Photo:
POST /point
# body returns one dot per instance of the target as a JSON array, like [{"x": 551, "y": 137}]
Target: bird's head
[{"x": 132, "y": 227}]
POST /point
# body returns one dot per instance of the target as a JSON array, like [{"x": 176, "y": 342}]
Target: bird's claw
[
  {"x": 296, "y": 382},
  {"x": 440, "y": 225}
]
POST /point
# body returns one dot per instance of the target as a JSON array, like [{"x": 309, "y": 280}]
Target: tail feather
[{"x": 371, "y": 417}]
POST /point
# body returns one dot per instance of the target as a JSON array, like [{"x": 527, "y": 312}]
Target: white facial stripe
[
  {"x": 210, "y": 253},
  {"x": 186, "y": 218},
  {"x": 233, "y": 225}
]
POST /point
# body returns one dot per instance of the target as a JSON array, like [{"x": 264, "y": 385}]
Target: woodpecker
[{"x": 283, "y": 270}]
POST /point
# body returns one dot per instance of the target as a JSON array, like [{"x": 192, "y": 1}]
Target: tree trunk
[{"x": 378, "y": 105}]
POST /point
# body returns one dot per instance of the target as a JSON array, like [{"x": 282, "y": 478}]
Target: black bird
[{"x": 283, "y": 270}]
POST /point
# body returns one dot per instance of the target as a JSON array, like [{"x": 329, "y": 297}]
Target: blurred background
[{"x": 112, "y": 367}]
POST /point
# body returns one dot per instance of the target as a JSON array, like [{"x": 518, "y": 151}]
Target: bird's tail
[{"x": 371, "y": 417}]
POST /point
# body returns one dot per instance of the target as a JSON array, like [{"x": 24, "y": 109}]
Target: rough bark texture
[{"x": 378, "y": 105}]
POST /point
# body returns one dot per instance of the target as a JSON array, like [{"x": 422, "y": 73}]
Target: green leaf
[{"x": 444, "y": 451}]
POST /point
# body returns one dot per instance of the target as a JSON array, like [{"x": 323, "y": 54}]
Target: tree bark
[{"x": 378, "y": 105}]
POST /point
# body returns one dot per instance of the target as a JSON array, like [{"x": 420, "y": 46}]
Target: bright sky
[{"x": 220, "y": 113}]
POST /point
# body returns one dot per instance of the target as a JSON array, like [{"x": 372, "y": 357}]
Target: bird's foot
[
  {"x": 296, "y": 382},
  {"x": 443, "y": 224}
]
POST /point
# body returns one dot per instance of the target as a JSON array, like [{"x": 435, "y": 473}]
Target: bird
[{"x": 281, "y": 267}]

——

Copy out all of the data exactly, leaving nothing out.

> Correct answer:
Photo:
POST /point
# body returns one dot per instance of the target as a JSON array, like [{"x": 551, "y": 137}]
Target: bird's head
[{"x": 132, "y": 227}]
POST /point
# body returns one dot per instance of the target as a JSON array, like [{"x": 176, "y": 342}]
Target: bird's claw
[
  {"x": 296, "y": 382},
  {"x": 440, "y": 225}
]
POST /point
# body returns one dot per instance of the target as a JSON array, like [{"x": 309, "y": 280}]
Target: tail feather
[{"x": 371, "y": 417}]
POST /point
# body returns one dot per instance of the target as a JSON array, like [{"x": 527, "y": 312}]
Target: white facial stripe
[
  {"x": 210, "y": 253},
  {"x": 186, "y": 218},
  {"x": 233, "y": 225}
]
POST /point
# body returns one dot per instance of the target as a JSON array, like [{"x": 264, "y": 385}]
Target: woodpecker
[{"x": 283, "y": 270}]
POST /point
# body returns one dot per instance of the target as a JSON array, like [{"x": 192, "y": 1}]
Target: tree trunk
[{"x": 378, "y": 105}]
POST /point
# body returns one dot per instance of the target as a JSON array, like [{"x": 282, "y": 478}]
Target: black bird
[{"x": 283, "y": 270}]
POST /point
# body returns one dot per instance of the target as a JSON array, like [{"x": 329, "y": 297}]
Target: blurred background
[{"x": 112, "y": 367}]
POST /point
# body returns one dot per instance of the target as a JSON array, like [{"x": 518, "y": 151}]
Target: bird's tail
[{"x": 371, "y": 417}]
POST /point
# body returns one dot per instance of the target as a JSON array, like [{"x": 24, "y": 109}]
Target: rough bark texture
[{"x": 378, "y": 105}]
POST /point
# body returns one dot per instance of the target as a JSON array, like [{"x": 422, "y": 73}]
Target: green leaf
[{"x": 444, "y": 451}]
POST /point
# body returns one dot per instance of the target as a JSON array, like [{"x": 323, "y": 54}]
Target: tree bark
[{"x": 378, "y": 105}]
POST /point
# body returns one dot per instance of the target as a JSON array, like [{"x": 420, "y": 46}]
Target: bright sky
[{"x": 220, "y": 113}]
POST /point
# body returns one dot per instance of the target as a JSON array, like [{"x": 372, "y": 357}]
Target: bird's foot
[
  {"x": 296, "y": 382},
  {"x": 443, "y": 224}
]
POST /point
# body returns one dot per instance of the target as a JSON array, like [{"x": 435, "y": 473}]
Target: bird
[{"x": 281, "y": 267}]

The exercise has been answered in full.